** İstenenler **
1/ Seçilen metinde "Mesela Yahudi sivil" sözleriyle başlayıp "yayılmasını sağlamak olmalıdır." sözleri de dahil olmak üzere o sözlere kadar giden kısmı aynen kopyala.
2/ Seçilen metne göre şu soruları kısaca yanıtla:
(a) Olumlu değerlendirmelerde hangi kriterler kullanılıyor?
(b) Hangi örgütlerin muhatap alınması tartışılmaya değer bulunuyor?
(c) Demokrasi açılımı denen girişim nasıl bir anlayışa dayanıyor?

** Seçilen metin **
- - -

27.09.2009
Son yıllarda Türkiye’nin konumunda önemli değişiklikler gözleniyor. ABD’de gerçekleştirilen toplantılarda yerimizin ön sıralara taşındığı, gelecek tahminlerinde iyimserliğin ağır bastığı görülüyor. Bu olumlu değerlendirmelerin eksik yanı geçmişteki değer yargılarıyla yapılması ve yeni idealler ve değerler üzerine inşa edilmemiş olmasıdır. Yani milli gelirimizin ne olacağı, askeri gücümüzün etkinliği gibi kriterler kullanılmakta ama dünya görüşümüzün ne olacağı ve yeni düzene düşünce boyutunda bir katkımızın olup olmayacağı tartışılmıyor.
Mesela Yahudi sivil toplum örgütlerinin muhatap alınması ve onların desteğinin önemsenmesi tartışılmaya değer. Burada itirazımız örgütün Yahudi kimliğine değil. Bir ırka ya da inanca dayalı örgütlenmelerin ve dayandığı kimlikleri savunup diğerlerini dışlayan anlayışın yerine insanların yaradılışından sahip olduğu kimliğe saygı duyan ancak bir düşünce etrafındaki birleşmeleri destekleyen bir konumda olmamızın daha doğru olduğunu düşünüyorum. Zaten demokrasi açılımı olarak adlandırdığımız girişim insanları ırk ve inanç kriterlerine göre sınıflandırmayan bir anlayışa dayanıyor. Bizim insanlığa katkımız, geçmişte de yaşadığımız, bu anlayışın gelişmiş biçimini uygulamak ve yayılmasını sağlamak olmalıdır.

- - -

** Kayıtlı bilgiler **
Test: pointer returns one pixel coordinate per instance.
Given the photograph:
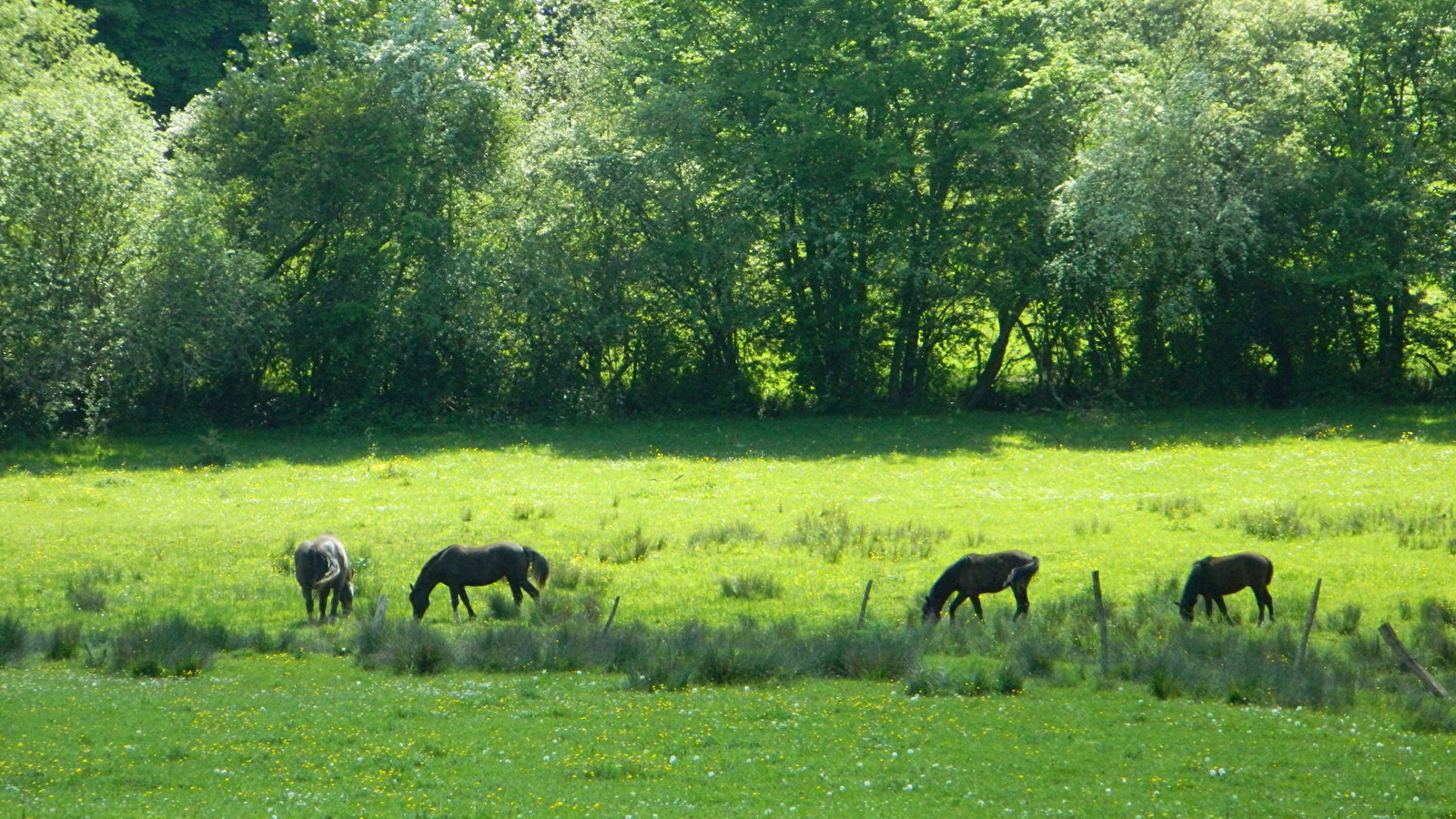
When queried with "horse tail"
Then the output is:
(1023, 573)
(538, 564)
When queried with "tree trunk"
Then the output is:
(1005, 325)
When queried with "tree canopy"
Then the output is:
(415, 208)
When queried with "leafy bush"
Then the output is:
(750, 586)
(15, 639)
(171, 647)
(631, 547)
(404, 646)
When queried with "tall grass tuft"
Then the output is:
(735, 532)
(1273, 522)
(174, 646)
(404, 646)
(830, 535)
(15, 639)
(631, 547)
(85, 592)
(756, 586)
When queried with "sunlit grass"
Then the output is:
(652, 509)
(305, 736)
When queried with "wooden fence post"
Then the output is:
(613, 615)
(1309, 622)
(1104, 662)
(1410, 662)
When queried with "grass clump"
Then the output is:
(1273, 522)
(830, 535)
(404, 646)
(750, 586)
(169, 647)
(631, 547)
(15, 639)
(735, 532)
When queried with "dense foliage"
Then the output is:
(412, 208)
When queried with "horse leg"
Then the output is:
(1266, 602)
(531, 591)
(466, 599)
(956, 603)
(1023, 602)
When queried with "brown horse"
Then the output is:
(1218, 576)
(982, 574)
(478, 566)
(320, 566)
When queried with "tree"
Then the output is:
(1174, 210)
(179, 48)
(344, 150)
(79, 179)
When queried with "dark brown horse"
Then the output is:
(1218, 576)
(320, 566)
(478, 566)
(982, 574)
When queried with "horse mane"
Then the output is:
(1194, 586)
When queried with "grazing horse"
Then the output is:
(1218, 576)
(982, 574)
(322, 566)
(478, 566)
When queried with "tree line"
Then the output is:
(419, 208)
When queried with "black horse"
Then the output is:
(478, 566)
(982, 574)
(320, 566)
(1218, 576)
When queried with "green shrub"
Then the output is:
(737, 532)
(15, 639)
(750, 586)
(1274, 522)
(404, 646)
(169, 647)
(65, 642)
(631, 547)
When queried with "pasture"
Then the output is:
(713, 522)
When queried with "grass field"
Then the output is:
(666, 515)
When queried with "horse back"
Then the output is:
(994, 571)
(1232, 573)
(320, 560)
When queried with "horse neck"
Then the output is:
(944, 586)
(430, 576)
(1193, 588)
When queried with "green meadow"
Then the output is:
(721, 523)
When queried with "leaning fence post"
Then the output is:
(1309, 624)
(1410, 662)
(864, 605)
(613, 615)
(1101, 620)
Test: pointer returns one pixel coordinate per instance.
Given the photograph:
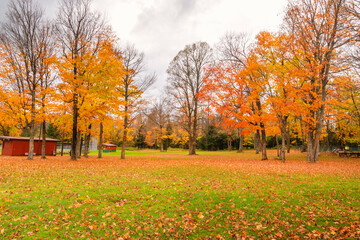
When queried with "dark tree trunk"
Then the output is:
(62, 147)
(123, 145)
(87, 142)
(78, 145)
(43, 146)
(241, 143)
(257, 141)
(74, 130)
(100, 141)
(32, 128)
(288, 138)
(303, 136)
(229, 143)
(277, 145)
(263, 142)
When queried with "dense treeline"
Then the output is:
(295, 87)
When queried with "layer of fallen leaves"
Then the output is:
(179, 197)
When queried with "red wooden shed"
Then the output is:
(19, 146)
(108, 147)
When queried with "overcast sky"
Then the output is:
(161, 28)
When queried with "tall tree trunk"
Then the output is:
(78, 144)
(100, 141)
(32, 128)
(81, 145)
(123, 145)
(283, 140)
(263, 142)
(277, 146)
(328, 136)
(257, 141)
(229, 143)
(161, 145)
(74, 130)
(194, 132)
(62, 146)
(161, 140)
(241, 143)
(87, 142)
(43, 146)
(303, 136)
(288, 138)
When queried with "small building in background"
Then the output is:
(19, 146)
(108, 147)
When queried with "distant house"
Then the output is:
(108, 147)
(19, 146)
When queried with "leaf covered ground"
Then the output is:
(174, 196)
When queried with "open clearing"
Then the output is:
(174, 196)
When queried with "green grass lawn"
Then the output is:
(150, 195)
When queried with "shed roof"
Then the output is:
(109, 145)
(27, 139)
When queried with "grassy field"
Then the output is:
(215, 195)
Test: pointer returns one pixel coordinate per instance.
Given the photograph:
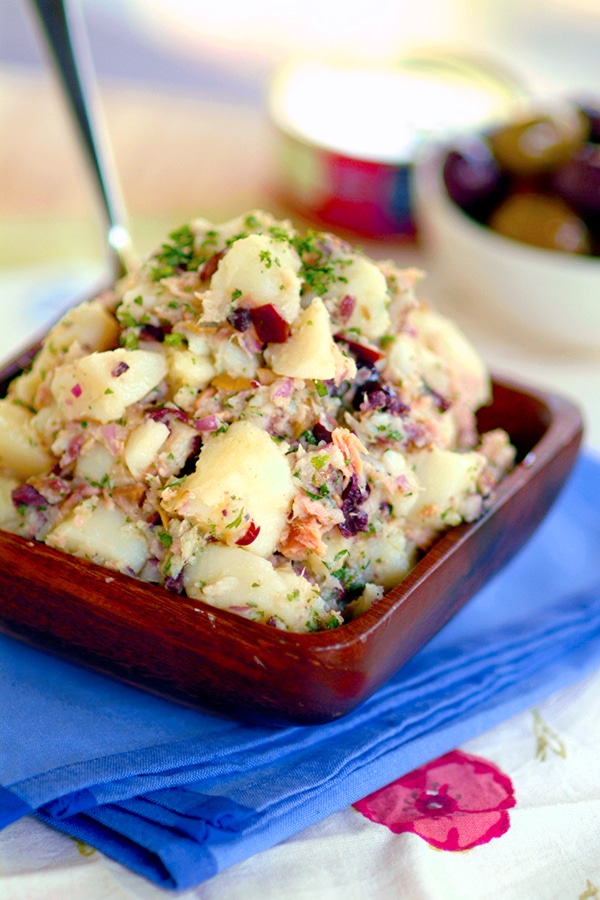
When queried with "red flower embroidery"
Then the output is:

- - -

** Yanıtlar **
1/
Mesela Yahudi sivil toplum örgütlerinin muhatap alınması ve onların desteğinin önemsenmesi tartışılmaya değer. Burada itirazımız örgütün Yahudi kimliğine değil. Bir ırka ya da inanca dayalı örgütlenmelerin ve dayandığı kimlikleri savunup diğerlerini dışlayan anlayışın yerine insanların yaradılışından sahip olduğu kimliğe saygı duyan ancak bir düşünce etrafındaki birleşmeleri destekleyen bir konumda olmamızın daha doğru olduğunu düşünüyorum. Zaten demokrasi açılımı olarak adlandırdığımız girişim insanları ırk ve inanç kriterlerine göre sınıflandırmayan bir anlayışa dayanıyor. Bizim insanlığa katkımız, geçmişte de yaşadığımız, bu anlayışın gelişmiş biçimini uygulamak ve yayılmasını sağlamak olmalıdır.

2/
(a) Milli gelirimizin ne olacağı ve askeri gücümüzün etkinliği gibi kriterler.
(b) Yahudi sivil toplum örgütleri.
(c) İnsanları ırk ve inanç kriterlerine göre sınıflandırmayan bir anlayışa.